◆ EXTRACT PROVIDED:
——————————
The Boondocks was an unproduced American adult animated sitcom created by Aaron McGruder in 2019 and loosely based upon his comic strip of the same name. Produced by Sony Pictures Animation, it was originally created to serve as the second television series based on the comic, following the 2005–2014 TV series that aired on Cartoon Network's Adult Swim programming block for four seasons. The series was set to premiere on HBO Max before development failed to get off the ground.

Premise 
The show was originally set to begin with a black family, the Freemans, settling into the fictional, friendly and overall white suburb of Woodcrest and follows them as they fight the regime of Uncle Ruckus, who rules over the community government. The perspective offered by this mixture of cultures, lifestyles, social classes, stereotypes, viewpoints, and racialized identities would have provided for much of the series' satire, comedy, and conflict.

Development 
The original Boondocks television series premiered on Cartoon Network's Adult Swim on November 6, 2005 and ran for four seasons and 55 episodes until its conclusion on June 23, 2014. During its first season, McGruder put the strip on a 6-month hiatus beginning in March 2006. He did not return to the strip the following November, and the strip's syndicate, Universal Press Syndicate, announced that it had been canceled. McGruder was not involved in the show's fourth season. Adult Swim stated, "a mutually agreeable production schedule could not be determined."

On February 6, 2019, McGruder revived the comic strip on Instagram, with the help of former supervising director Seung Eun Kim. A series of one-shots were posted to Charlamagne tha God's Instagram page. On May 29, 2019, voice actor John Witherspoon announced on Joe Rogan's 1305th episode of The Joe Rogan Experience that the series would return. Witherspoon died on October 29, 2019, with producers questioning how the show will continue. At Annecy 2019, on June 12, 2019, Sony Pictures Animation announced it would be producing a "reimagining" of The Boondocks to be co-produced with Sony Pictures Television.
——————————
◆ ENTRIES:
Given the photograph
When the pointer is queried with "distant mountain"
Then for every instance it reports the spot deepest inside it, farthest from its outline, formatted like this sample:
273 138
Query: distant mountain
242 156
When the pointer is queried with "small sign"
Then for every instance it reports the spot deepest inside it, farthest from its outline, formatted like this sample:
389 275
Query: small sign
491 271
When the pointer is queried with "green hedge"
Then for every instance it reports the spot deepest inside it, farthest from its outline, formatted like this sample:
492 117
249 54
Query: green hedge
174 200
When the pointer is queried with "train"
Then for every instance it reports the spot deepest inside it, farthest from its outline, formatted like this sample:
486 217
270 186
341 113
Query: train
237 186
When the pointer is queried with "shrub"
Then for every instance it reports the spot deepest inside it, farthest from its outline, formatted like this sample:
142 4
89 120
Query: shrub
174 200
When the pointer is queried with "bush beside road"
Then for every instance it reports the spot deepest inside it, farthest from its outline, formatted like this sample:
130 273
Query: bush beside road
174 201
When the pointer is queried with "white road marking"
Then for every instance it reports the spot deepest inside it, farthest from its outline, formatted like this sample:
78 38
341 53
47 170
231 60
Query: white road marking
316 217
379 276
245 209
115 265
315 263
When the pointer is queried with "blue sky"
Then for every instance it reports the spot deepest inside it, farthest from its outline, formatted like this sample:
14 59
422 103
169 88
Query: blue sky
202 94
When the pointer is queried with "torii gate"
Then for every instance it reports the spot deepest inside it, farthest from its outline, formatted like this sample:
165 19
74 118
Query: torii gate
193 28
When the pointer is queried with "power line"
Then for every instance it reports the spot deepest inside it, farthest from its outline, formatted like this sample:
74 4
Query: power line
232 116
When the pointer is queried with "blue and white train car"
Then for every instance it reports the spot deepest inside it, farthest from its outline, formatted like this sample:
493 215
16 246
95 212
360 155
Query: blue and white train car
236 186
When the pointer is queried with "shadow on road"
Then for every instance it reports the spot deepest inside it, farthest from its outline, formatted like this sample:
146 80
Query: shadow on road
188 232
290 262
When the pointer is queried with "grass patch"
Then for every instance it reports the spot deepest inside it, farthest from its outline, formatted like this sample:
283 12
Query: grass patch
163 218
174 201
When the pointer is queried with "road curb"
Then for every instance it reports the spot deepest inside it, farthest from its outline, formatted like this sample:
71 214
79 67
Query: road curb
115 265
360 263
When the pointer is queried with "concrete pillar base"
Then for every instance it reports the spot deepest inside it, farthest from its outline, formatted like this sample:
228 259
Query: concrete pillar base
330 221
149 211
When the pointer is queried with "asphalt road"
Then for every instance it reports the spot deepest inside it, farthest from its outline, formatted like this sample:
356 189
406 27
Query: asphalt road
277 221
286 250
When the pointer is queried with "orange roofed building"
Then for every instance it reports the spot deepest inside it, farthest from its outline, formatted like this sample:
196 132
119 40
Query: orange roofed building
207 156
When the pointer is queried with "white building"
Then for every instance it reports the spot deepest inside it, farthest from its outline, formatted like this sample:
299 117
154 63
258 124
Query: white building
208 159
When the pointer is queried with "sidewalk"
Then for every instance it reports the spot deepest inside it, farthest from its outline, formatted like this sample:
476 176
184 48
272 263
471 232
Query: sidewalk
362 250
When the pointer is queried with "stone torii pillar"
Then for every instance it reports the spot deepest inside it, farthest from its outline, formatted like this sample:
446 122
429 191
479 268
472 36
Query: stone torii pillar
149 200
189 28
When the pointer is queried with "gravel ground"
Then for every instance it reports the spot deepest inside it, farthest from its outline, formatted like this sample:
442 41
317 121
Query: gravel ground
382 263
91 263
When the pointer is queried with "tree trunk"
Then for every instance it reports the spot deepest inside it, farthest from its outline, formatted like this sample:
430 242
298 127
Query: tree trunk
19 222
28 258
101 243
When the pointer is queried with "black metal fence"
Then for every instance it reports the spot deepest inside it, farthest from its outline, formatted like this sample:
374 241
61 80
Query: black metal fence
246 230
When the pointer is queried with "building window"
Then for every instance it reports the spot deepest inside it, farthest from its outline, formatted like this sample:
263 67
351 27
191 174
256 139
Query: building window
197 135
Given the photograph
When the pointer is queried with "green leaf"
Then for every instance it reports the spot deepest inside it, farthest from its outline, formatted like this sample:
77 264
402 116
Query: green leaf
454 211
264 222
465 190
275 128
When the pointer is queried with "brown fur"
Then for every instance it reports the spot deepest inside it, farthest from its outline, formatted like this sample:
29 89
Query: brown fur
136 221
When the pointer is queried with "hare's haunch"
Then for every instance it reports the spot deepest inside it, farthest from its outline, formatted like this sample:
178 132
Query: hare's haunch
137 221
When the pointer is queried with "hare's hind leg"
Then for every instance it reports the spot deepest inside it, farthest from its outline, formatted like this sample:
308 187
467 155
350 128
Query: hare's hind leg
——————————
◆ EXERCISE REQUIREMENTS:
[1] Answer these questions from the article on the unproduced Boondocks series, one line each:
(a) On which service was the series set to premiere?
(b) According to the premise, who rules over the community government of Woodcrest?
(c) On what date did the original television series conclude?
[2] For each statement, decide whether the article on the unproduced Boondocks series supports it. Answer yes or no and quote the words that decide it.
(a) The original television series ran for five seasons.
(b) McGruder brought the comic strip back on Instagram with help from Seung Eun Kim.
(c) Sony Pictures Animation announced its reimagining of The Boondocks at Annecy 2019.
[3] List every full date, with month, day, and year, that appears in the article on the unproduced Boondocks series, in the order they occur.

◆ OUTPUTS IN ORDER:
[1]
(a) HBO Max
(b) Uncle Ruckus
(c) June 23, 2014

[2]
(a) No: "ran for four seasons and 55 episodes"
(b) Yes: "McGruder revived the comic strip on Instagram, with the help of former supervising director Seung Eun Kim"
(c) Yes: "At Annecy 2019, on June 12, 2019, Sony Pictures Animation announced it would be producing a "reimagining" of The Boondocks"

[3]
November 6, 2005
June 23, 2014
February 6, 2019
May 29, 2019
October 29, 2019
June 12, 2019